It depends how long you're going to keep it in secondary, since you'll get some oxygen ingress with a bottling bucket. Should be fine for a month or so, but any longer than that and I would be a bit worried. Typical brewing sanitizers will kill brett, but I think its good to be cautious since a small number of cells can completely change a batch of beer. That said, I share some better bottles between funky beers and other non-funky but highly attenuated beers without any noticeable contamination so far.
If you can get fresh bottle dregs, I don't see any advantage in getting a commercial strain (maybe others disagree?). But if the bottles you have access to are likely to have been sitting on the shelves for months, it might be worth getting a proper pitch.
A rough guide for priming is 2 volumes of CO2 for each gravity point in the beer. Depending on your OG, there is a good chance that the brett will eventually take your beer down to 1.000 or lower. So if you were bottling at 1.004, you should assume that you'll get 2 extra volumes C02 as the brett takes the beer down to 1.000 in the bottle, and you should take that into account when calculating your priming sugar: say you wanted 3.5 volumes, you could add enough sugar for 1.5 volumes and then wait for the brett to do the rest.

Problems to solve:
A. How long does the brewing advice say a beer should be fine in secondary when a bottling bucket lets in some oxygen?
B. Continue the brewing advice from where it stops.

Study material:
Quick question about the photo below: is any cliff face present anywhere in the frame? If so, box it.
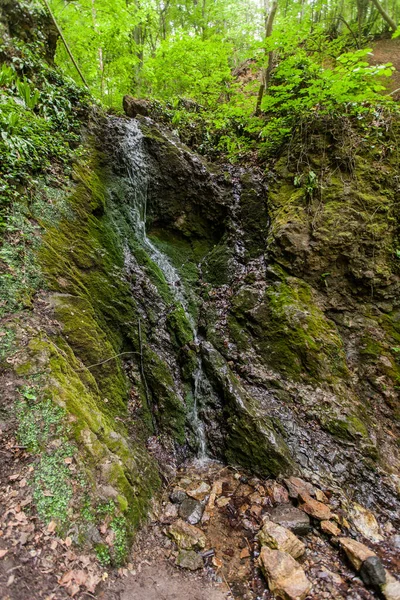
[0,1,400,564]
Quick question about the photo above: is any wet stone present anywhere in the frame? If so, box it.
[176,550,204,571]
[270,505,311,535]
[169,488,187,504]
[360,556,386,591]
[179,497,204,525]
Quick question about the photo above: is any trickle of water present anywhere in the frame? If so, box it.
[115,120,207,461]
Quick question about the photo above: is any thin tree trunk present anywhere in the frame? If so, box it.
[255,0,278,115]
[371,0,397,31]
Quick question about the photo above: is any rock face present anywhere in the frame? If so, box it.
[258,521,305,558]
[260,546,311,600]
[270,506,311,535]
[168,520,206,550]
[122,96,149,118]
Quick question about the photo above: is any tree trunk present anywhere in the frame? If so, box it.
[371,0,397,31]
[255,0,278,115]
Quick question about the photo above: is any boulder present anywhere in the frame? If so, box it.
[299,493,332,521]
[283,477,315,500]
[168,519,206,550]
[270,505,311,535]
[122,95,150,118]
[321,521,340,537]
[350,502,383,542]
[179,498,204,525]
[360,556,386,592]
[260,546,311,600]
[339,538,376,571]
[186,481,211,500]
[176,550,204,571]
[258,521,306,558]
[382,571,400,600]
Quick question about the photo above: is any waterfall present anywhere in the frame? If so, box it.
[115,119,207,460]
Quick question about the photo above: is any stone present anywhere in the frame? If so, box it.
[186,481,211,500]
[169,488,187,504]
[168,519,206,550]
[360,556,386,591]
[179,497,204,525]
[315,489,329,504]
[122,95,149,118]
[258,521,306,558]
[163,502,178,522]
[382,571,400,600]
[350,502,383,543]
[270,506,311,535]
[267,482,289,504]
[260,546,311,600]
[283,477,315,500]
[299,493,332,521]
[216,496,231,508]
[321,521,340,536]
[176,550,204,571]
[389,534,400,550]
[338,538,376,571]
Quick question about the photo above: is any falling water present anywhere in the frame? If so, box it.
[116,120,207,460]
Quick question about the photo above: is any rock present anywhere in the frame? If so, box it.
[299,493,332,521]
[350,503,383,542]
[283,477,315,499]
[270,506,311,535]
[216,496,231,508]
[168,519,206,550]
[169,488,187,504]
[382,571,400,600]
[176,550,204,571]
[179,497,204,525]
[315,489,329,504]
[122,95,150,118]
[389,535,400,550]
[163,502,178,522]
[258,521,306,558]
[186,481,211,500]
[267,482,289,504]
[360,556,386,591]
[321,521,340,536]
[339,538,376,571]
[260,546,311,600]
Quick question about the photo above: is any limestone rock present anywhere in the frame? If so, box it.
[382,571,400,600]
[267,482,289,504]
[179,498,204,525]
[260,546,311,600]
[168,519,206,550]
[339,538,376,571]
[169,487,187,504]
[360,556,386,591]
[258,521,306,558]
[299,493,332,521]
[270,506,311,535]
[186,481,211,500]
[283,477,315,499]
[176,550,204,571]
[321,521,340,536]
[350,503,383,542]
[122,95,149,118]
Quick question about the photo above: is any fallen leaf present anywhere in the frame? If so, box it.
[47,521,57,533]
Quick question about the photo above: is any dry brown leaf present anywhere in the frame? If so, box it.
[47,521,57,533]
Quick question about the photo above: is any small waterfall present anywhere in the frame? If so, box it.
[120,119,207,460]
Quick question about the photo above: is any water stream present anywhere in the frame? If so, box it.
[117,119,207,460]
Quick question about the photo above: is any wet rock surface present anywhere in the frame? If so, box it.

Answers below:
A. About a month or so.

B.
That said, the nice thing about 3711 is that in my experience it reliably takes beers all the way down to ~1.000, so there shouldn't be too much extra C02. (If you plan on keeping bottles around for a while its good to keep an eye on carbonation levels by drinking one occasionally: I read something by Chad Yakobson somewhere that said that sacch cells can release sugars as they decompose, so you might eventually get a bump in C02 if you keep the beer around long enough).
Duvel bottles should be good to at least 3 volumes CO2, probably higher. One thing I do, if I know I'll be drinking some of the beer young, is to only use heavy bottles for the ones I'll be aging (and to plan aging based around how heavy the bottle is, e.g. a champagne bottle should be good for a long time).